> [TRY IT]: Repeat exactly, and only, the lines from the one containing "Target: traffic light" through the last line of the data below.

━━ INFORMATION GIVEN ━━

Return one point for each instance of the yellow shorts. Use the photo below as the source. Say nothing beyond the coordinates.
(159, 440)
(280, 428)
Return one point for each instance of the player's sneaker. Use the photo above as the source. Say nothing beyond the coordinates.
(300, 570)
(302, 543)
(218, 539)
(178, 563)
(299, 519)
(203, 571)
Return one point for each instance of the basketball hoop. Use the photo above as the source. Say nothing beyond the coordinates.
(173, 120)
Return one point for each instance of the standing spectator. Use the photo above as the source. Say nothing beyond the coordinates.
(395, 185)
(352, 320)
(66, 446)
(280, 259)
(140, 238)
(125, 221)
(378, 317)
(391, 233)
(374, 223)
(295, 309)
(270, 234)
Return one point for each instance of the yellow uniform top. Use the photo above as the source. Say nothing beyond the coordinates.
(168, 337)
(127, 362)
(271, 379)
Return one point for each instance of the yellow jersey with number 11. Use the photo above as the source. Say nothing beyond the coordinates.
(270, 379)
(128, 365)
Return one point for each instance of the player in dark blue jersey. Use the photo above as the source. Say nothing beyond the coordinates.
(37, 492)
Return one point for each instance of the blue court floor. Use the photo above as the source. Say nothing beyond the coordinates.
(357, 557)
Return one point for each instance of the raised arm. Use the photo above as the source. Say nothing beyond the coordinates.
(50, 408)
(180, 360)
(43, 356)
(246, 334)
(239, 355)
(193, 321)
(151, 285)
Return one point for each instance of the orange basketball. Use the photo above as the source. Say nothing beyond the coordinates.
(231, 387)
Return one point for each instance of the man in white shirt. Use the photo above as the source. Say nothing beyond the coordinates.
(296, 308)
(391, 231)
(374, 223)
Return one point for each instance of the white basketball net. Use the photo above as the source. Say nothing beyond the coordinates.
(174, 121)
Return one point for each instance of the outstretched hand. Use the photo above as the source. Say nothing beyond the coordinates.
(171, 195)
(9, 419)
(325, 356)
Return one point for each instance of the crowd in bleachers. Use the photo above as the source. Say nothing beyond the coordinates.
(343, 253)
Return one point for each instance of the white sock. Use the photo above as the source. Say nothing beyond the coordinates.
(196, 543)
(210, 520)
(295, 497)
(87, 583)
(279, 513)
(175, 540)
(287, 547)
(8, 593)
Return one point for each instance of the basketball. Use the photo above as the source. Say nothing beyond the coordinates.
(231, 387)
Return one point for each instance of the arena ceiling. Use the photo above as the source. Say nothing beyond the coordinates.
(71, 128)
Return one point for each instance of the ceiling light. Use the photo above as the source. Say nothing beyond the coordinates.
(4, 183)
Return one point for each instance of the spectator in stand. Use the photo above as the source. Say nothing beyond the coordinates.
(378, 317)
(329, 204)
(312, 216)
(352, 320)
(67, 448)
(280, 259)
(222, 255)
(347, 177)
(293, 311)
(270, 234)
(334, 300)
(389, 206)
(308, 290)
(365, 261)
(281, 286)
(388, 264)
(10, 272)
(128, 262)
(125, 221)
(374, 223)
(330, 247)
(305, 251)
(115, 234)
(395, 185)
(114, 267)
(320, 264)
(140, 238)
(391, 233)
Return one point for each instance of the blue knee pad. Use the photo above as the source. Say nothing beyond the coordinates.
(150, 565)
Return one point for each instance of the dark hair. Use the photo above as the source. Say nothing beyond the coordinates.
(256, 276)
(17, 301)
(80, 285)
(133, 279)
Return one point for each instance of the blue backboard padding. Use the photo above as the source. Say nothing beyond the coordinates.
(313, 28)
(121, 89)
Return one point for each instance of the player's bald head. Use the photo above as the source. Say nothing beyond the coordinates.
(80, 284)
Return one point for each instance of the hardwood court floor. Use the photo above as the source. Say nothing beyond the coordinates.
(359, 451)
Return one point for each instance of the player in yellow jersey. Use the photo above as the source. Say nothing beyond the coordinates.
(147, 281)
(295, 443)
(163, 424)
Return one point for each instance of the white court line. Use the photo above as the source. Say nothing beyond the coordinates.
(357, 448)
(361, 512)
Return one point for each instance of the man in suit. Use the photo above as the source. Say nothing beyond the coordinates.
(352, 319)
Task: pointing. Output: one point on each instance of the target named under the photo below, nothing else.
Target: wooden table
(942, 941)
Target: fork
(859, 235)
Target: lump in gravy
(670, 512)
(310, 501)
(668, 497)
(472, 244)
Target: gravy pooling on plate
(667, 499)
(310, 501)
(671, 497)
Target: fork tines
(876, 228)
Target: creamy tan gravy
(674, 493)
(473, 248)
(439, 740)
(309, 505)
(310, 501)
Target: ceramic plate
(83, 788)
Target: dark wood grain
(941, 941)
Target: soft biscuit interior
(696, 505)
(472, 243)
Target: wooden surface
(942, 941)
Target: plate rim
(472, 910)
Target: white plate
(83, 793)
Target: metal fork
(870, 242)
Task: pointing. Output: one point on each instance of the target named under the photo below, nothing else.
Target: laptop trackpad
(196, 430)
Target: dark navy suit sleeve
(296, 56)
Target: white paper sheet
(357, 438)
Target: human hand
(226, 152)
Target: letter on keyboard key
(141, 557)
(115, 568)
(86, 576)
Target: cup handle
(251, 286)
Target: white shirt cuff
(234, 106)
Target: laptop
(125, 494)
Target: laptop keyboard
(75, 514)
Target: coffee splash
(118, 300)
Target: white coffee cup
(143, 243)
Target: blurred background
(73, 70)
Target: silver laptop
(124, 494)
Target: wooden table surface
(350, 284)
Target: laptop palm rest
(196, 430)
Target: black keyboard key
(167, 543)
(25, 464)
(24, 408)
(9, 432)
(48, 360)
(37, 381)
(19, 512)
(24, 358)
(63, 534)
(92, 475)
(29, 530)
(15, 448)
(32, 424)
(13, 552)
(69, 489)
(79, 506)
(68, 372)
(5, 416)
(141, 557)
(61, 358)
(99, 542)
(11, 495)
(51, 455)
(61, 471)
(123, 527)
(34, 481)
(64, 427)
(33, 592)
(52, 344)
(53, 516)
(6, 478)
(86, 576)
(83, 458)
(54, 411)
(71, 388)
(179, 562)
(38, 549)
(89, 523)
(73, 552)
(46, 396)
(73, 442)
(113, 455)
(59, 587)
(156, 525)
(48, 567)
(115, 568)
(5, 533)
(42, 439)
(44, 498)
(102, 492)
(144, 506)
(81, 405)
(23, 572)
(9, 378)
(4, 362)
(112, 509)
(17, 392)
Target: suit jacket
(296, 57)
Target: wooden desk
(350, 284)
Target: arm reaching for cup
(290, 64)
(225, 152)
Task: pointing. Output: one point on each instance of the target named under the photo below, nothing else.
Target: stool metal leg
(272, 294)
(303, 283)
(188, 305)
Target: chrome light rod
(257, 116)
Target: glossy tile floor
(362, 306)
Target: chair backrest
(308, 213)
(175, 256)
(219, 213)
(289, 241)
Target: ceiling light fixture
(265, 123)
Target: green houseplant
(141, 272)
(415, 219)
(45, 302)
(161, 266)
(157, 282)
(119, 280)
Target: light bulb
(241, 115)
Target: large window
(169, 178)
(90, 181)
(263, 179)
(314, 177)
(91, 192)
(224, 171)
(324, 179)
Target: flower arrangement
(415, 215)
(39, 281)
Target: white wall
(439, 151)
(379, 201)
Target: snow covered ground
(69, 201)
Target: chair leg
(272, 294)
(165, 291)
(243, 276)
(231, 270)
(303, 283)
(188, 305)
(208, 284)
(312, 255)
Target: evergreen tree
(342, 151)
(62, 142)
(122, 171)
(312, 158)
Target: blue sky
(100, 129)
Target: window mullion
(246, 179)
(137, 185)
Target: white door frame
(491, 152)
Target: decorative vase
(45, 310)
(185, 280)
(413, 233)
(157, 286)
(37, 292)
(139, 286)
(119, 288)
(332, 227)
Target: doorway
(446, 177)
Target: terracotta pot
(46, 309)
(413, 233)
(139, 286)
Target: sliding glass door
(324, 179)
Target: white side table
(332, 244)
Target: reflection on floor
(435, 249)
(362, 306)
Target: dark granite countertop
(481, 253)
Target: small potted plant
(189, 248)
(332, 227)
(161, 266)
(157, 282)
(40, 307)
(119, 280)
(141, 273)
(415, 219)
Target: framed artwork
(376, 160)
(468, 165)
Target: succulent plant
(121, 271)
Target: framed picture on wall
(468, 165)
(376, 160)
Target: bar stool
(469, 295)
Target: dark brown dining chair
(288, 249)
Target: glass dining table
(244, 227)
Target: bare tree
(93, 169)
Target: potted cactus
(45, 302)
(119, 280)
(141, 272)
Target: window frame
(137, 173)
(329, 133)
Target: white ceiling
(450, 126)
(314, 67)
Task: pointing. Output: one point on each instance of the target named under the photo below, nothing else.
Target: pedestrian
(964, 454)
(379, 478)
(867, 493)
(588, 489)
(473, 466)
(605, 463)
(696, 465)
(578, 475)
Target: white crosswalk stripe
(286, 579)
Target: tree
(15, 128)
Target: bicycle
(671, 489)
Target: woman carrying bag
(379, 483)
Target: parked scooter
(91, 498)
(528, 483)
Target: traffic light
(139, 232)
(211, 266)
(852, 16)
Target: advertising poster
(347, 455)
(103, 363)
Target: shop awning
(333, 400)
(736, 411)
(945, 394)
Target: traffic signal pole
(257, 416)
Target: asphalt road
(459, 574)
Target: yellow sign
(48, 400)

━━━

> [ANSWER BOX]:
Target: traffic light
(139, 232)
(211, 266)
(852, 16)
Target: advertising poster
(347, 455)
(103, 363)
Target: shop awning
(333, 400)
(736, 411)
(945, 394)
Target: traffic signal pole
(257, 416)
Target: asphalt road
(459, 574)
Target: yellow sign
(48, 400)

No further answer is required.